---- Excerpt

I can confirm that although exposing the ports on the firewall does help gather peers on startup, I can never get my nodes (goerli and mainnet) lasting (keeping up with the latest block) more than a few days. They will either (1) get stuck after "Fetching Sync Committee Period" (in #7162), or (2) peers count dropping to 0, as described by @tanmng.

Currently looking at running a dedicated external CL, to see if we can narrow this issue down to erigon's internal CL, or something else within erigon's EL logic.

tanmng commented 1 year ago

Thanks for the confirmation @keithchew. In that case I'll try to enable lighthouse for my node and see if that help resolves the issue. Will be a long time to wait for lighthouse to sync and catch up though.

keithchew commented 1 year ago

Yeah, I started up prysm on both goerli and mainnet last Friday, and they are around 50% sycned. Will post any updates here, and would also be good if you can report your progress with lighthouse.

winchell commented 1 year ago

I'm in GKE container and maybe need something like this? https://docs.prylabs.network/docs/prysm-usage/p2p-host-ip#broadcast-your-public-ip-address. Easy to expose any port on a public IP but there doesn't seem to be a way to tell the native Erigon CL about an address other than the ones it wants to bind directly.

--------

_What is expected_. Write what comes next in the forum thread on Erigon nodes losing sync and peers, picking up after the last comment shown. Ignore the data that comes after this note; it has nothing to do with the work here.

---- Provided material

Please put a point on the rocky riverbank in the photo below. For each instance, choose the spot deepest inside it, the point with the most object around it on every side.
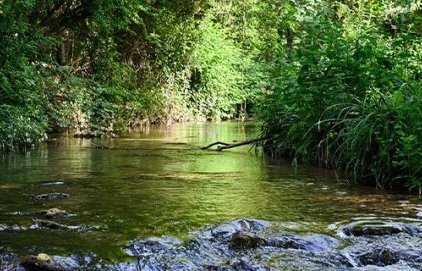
(249, 244)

--------

_Answer below_.
https://github.com/ethereum/consensus-specs/blob/dev/specs/phase0/p2p-interface.md

"Nodes operating behind a NAT, or otherwise undialable by default (e.g. container runtime, firewall, etc.), MUST have their infrastructure configured to enable inbound traffic on the announced public listening endpoint."

Is the "announced public listening endpoint" configurable in Erigon CL, separate from the service bound IP?

keithchew commented 1 year ago

From my observation, I only need to expose the p2p tcp/udp ports on the firewall. When exposed correctly, you can observe (using tcpdump/wireshark/etc) traffic on the ports, and the peer count in erigon/prysm will be healthy. For example in prysm, without ports exposed you will only see 1 sided peer count (ie you are not a seeder), but when ports exposed you will see bi-directional peers.

winchell commented 1 year ago

From my observation, I only need to expose the p2p tcp/udp ports on the firewall. When exposed correctly, you can observe (using tcpdump/wireshark/etc) traffic on the ports, and the peer count in erigon/prysm will be healthy. For example in prysm, without ports exposed you will only see 1 sided peer count (ie you are not a seeder), but when ports exposed you will see bi-directional peers.

Doesn't work like that in a K8s environment.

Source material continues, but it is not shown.